**Extrait fourni:**
* * * *
Idylle, nouvelle de Maupassant, 1884

Voici des extraits de cette magnifique nouvelle que l'on peut trouver en ligne.

Le train venait de quitter Gênes, allant vers Marseille et suivant les longues ondulations de la côte rocheuse, glissant comme un serpent de fer entre la mer et la montagne, rampant sur les plages de sable jaune que les petites vagues bordaient d'un filet d'argent, et entrant brusquement dans la gueule noire des tunnels ainsi qu'une été en son trou.
Dans le dernier wagon du train, une grosse femme et un jeune homme demeuraient face à face, sans parler, et se regardant par moments. Elle avait peut-être vingt-cinq ans; et, assise près de la portière, elle contemplait le paysage. C'était une forte paysanne piémontaise, aux yeux noirs, à la poitrine volumineuse, aux joues charnues

Elle était mariée; elle avait déjà trois enfants laissés en garde à sa soeur, car elle avait trouvé une place de nourrice, une bonne place chez une dame française, à Marseille.
Lui, il cherchait du travail. On lui avait dit qu'il en trouverait aussi par là, car on bâtissait beaucoup
...

Le sein de droite apparut, énorme, tendu, avec sa fraise brune. Et la pauvre femme geignait : "Ah ! mon Dieu ! ah ! mon Dieu ! Qu'est-ce que je vais faire ?"
Le train s'était remis en marche et continuait sa route au milieu des fleurs

Le jeune homme, troublé, balbutia : "Mais... madame... Je pourrais vous... vous soulager."
* * * *
Entrées enregistrées:

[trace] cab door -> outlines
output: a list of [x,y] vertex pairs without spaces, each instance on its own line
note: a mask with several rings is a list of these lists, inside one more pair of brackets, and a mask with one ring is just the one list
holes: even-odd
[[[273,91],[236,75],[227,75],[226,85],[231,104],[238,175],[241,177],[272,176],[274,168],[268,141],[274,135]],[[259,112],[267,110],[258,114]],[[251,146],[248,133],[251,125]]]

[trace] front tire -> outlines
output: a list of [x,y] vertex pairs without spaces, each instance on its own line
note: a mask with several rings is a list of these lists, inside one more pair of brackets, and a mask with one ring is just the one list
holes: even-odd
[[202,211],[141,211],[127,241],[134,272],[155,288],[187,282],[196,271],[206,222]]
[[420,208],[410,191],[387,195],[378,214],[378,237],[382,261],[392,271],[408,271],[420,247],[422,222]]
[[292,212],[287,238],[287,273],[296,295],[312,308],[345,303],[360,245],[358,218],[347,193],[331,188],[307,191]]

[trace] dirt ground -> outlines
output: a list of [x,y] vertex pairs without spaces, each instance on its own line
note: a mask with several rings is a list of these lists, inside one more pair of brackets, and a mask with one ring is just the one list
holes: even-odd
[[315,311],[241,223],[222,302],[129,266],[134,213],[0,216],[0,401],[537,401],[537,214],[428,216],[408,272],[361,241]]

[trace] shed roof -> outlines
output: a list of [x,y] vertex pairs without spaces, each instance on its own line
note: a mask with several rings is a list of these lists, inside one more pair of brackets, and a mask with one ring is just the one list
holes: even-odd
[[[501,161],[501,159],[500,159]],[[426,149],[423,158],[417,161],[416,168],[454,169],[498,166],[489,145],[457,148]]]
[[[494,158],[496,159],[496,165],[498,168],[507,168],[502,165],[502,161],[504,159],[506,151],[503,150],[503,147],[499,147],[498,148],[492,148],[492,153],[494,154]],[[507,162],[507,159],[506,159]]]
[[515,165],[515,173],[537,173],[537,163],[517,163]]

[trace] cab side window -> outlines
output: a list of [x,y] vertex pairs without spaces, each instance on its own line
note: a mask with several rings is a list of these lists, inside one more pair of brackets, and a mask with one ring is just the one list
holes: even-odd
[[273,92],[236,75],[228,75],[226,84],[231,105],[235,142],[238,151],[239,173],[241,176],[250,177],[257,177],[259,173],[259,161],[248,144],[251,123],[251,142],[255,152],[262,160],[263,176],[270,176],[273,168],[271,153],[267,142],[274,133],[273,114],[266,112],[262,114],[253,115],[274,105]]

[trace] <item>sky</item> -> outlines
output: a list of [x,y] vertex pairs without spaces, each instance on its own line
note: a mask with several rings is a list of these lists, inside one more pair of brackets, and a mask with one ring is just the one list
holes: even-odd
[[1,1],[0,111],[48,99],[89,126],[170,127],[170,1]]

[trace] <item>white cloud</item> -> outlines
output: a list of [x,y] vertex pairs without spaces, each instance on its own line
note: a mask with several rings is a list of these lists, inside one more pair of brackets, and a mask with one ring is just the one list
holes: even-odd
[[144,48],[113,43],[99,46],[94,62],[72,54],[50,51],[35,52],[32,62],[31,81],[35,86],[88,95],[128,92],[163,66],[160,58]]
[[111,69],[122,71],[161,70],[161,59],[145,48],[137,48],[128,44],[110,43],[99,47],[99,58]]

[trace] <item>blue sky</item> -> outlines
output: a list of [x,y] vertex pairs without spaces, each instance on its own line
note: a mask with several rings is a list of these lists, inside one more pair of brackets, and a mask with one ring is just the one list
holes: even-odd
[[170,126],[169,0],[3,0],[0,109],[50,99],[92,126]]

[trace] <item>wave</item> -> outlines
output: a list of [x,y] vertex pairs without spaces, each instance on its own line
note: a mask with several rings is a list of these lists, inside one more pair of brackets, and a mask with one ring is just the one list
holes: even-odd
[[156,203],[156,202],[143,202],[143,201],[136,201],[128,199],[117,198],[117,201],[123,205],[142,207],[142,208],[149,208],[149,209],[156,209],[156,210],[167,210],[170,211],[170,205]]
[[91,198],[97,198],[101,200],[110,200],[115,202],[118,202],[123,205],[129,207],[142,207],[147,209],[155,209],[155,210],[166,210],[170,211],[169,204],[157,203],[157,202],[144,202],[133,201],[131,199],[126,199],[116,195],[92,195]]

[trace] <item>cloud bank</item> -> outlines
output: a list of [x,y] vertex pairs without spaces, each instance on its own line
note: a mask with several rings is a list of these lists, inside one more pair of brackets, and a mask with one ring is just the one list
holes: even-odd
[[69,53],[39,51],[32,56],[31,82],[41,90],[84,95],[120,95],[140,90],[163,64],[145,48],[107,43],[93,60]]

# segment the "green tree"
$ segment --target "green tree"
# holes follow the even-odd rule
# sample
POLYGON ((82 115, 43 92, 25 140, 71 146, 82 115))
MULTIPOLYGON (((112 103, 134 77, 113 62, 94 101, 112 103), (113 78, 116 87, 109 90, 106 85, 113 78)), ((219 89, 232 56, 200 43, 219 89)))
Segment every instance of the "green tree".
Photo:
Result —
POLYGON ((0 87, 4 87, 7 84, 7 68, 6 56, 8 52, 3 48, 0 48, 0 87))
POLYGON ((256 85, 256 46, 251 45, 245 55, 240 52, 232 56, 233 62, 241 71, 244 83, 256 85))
* * * *
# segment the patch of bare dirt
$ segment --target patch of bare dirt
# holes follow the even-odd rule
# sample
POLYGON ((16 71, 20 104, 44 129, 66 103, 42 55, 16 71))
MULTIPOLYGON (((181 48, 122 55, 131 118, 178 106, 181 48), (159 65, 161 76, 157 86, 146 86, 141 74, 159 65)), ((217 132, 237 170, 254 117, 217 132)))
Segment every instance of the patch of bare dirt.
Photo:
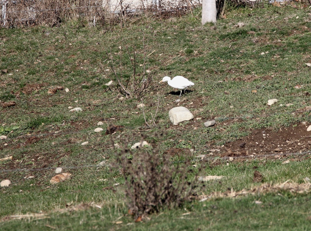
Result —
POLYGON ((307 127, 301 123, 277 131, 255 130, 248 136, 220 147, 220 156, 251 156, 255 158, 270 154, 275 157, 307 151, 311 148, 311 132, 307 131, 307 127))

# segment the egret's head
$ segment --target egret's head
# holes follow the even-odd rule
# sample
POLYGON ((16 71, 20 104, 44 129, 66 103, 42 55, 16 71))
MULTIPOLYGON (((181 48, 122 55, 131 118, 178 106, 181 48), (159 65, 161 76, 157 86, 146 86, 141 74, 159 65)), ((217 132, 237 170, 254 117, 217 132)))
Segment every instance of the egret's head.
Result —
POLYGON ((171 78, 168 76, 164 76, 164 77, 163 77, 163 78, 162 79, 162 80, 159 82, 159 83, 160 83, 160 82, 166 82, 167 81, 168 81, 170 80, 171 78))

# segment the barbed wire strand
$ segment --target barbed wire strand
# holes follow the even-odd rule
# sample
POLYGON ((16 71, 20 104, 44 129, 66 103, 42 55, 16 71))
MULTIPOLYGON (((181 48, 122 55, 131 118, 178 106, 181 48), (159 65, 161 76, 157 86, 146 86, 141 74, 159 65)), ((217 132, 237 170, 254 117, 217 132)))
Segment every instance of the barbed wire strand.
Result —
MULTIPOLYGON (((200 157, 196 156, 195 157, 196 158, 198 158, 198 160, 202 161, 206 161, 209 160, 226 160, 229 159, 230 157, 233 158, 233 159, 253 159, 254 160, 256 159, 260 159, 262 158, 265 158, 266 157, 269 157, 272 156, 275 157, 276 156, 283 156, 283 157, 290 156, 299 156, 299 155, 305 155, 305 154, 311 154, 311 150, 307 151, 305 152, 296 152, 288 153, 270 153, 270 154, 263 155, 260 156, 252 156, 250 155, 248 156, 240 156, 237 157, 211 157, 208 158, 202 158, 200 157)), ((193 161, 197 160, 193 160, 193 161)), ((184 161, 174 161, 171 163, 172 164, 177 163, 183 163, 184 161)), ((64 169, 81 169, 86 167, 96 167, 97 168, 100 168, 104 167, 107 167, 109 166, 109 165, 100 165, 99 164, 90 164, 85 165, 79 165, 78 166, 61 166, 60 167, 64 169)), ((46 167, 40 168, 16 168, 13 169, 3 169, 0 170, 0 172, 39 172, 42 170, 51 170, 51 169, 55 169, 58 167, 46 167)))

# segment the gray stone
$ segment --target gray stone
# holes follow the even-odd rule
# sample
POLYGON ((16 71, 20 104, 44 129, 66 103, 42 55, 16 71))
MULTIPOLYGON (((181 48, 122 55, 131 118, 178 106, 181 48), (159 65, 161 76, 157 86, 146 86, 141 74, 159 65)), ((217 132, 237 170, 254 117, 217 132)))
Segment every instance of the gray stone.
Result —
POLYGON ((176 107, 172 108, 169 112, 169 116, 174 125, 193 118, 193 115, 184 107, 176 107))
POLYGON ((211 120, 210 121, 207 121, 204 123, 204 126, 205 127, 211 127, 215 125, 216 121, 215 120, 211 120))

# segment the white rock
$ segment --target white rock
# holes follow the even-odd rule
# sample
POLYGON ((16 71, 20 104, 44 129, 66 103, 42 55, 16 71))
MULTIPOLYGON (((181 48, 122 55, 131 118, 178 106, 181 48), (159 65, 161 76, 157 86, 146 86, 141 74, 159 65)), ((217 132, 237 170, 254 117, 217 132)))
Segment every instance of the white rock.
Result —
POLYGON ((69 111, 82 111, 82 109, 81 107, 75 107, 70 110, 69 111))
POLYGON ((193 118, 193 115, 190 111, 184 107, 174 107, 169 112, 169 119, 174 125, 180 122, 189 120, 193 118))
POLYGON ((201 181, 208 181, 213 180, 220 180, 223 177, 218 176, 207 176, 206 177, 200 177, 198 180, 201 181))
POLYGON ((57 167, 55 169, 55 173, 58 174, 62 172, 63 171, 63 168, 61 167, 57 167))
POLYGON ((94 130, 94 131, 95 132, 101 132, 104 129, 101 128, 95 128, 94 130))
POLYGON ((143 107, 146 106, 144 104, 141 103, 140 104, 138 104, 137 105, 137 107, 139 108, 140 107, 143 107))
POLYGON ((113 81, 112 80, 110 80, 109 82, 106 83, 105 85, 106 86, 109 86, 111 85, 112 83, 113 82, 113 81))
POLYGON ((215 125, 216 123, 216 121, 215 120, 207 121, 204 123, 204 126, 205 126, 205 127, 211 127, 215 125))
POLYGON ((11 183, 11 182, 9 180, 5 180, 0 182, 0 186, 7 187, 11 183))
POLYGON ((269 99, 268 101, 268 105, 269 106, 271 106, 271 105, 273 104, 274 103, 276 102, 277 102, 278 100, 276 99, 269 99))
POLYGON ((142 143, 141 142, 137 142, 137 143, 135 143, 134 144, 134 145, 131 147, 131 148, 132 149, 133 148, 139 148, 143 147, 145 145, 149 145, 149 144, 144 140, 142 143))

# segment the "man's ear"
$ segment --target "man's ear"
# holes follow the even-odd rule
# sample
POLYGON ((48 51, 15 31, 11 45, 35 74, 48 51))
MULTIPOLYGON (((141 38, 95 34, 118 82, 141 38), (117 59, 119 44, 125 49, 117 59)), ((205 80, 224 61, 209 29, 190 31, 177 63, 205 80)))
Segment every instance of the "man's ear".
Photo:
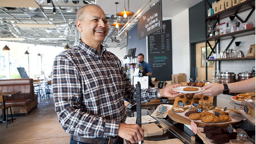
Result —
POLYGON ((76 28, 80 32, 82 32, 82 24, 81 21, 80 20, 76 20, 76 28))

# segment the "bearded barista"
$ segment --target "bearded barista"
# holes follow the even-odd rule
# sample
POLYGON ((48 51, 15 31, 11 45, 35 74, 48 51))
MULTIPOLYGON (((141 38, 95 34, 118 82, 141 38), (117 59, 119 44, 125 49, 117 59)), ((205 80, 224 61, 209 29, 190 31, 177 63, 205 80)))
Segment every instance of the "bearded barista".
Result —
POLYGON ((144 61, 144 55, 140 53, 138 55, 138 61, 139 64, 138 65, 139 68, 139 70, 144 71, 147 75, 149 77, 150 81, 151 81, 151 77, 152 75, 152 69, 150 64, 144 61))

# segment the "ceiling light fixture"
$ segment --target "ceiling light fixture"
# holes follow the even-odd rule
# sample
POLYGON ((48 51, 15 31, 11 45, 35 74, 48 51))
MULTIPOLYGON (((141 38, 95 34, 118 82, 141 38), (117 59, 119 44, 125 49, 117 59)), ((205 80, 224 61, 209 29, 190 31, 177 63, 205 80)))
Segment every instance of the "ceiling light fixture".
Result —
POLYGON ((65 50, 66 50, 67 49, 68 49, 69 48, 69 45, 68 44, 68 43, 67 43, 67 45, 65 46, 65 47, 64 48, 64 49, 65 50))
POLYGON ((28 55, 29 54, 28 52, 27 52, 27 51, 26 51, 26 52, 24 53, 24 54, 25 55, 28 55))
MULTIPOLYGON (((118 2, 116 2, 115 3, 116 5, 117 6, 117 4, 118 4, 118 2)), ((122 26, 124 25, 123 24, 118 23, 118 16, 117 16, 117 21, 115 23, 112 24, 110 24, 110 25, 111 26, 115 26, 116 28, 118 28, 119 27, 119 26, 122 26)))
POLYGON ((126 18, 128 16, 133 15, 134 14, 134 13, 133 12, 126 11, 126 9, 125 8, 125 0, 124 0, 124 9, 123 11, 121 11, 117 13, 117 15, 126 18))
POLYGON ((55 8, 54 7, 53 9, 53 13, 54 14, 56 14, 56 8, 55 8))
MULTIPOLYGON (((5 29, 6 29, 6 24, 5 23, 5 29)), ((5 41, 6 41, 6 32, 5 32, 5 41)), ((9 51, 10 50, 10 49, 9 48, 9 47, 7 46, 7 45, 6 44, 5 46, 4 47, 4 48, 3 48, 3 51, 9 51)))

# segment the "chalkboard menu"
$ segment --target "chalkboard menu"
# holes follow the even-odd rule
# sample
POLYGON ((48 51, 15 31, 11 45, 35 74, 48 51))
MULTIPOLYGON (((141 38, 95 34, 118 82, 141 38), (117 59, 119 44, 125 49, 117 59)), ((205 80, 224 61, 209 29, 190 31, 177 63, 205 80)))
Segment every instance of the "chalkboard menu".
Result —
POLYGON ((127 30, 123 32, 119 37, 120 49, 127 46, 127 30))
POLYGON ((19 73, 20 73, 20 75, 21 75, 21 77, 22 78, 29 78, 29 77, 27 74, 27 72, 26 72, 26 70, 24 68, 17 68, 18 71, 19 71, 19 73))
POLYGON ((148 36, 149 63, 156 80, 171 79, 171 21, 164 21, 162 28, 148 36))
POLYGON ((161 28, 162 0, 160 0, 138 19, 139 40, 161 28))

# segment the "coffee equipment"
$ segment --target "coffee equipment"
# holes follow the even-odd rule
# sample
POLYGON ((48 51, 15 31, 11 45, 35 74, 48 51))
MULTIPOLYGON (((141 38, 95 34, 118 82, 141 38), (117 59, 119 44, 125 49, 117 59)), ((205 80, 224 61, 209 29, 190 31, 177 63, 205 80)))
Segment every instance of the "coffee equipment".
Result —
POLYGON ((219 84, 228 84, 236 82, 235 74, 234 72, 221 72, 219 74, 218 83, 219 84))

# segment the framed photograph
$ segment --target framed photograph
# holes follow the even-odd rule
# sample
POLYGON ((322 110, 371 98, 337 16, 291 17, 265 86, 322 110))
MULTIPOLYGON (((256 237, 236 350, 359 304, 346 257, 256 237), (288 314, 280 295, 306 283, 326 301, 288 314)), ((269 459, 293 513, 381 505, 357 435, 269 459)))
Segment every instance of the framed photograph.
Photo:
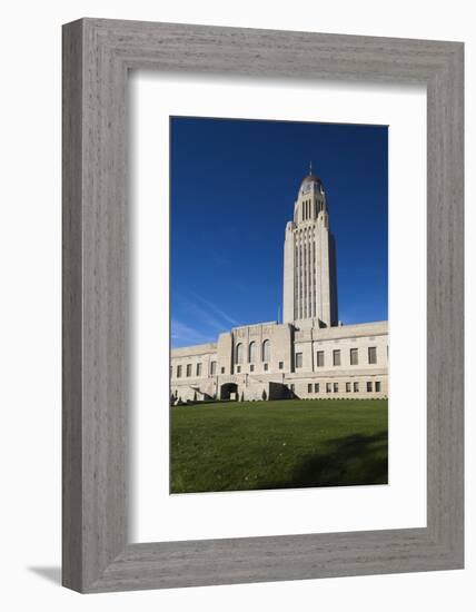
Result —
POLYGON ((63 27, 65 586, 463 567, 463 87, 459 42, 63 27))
* * * *
**Consignes de l'exercice:**
A - Répondez à ces questions sur l'extrait d'Idylle :
(i) De quelle ville le train venait-il de partir ?
(ii) Quel âge la femme avait-elle peut-être ?
(iii) Que cherchait le jeune homme ?
B - Recopiez, s'il vous plaît, le passage de l'extrait d'Idylle qui commence à « Voici des extraits » et se termine à « en son trou. ».

**Corrigé:**
A -
(i) De Gênes.
(ii) Vingt-cinq ans.
(iii) Du travail.

B -
Voici des extraits de cette magnifique nouvelle que l'on peut trouver en ligne.

Le train venait de quitter Gênes, allant vers Marseille et suivant les longues ondulations de la côte rocheuse, glissant comme un serpent de fer entre la mer et la montagne, rampant sur les plages de sable jaune que les petites vagues bordaient d'un filet d'argent, et entrant brusquement dans la gueule noire des tunnels ainsi qu'une été en son trou.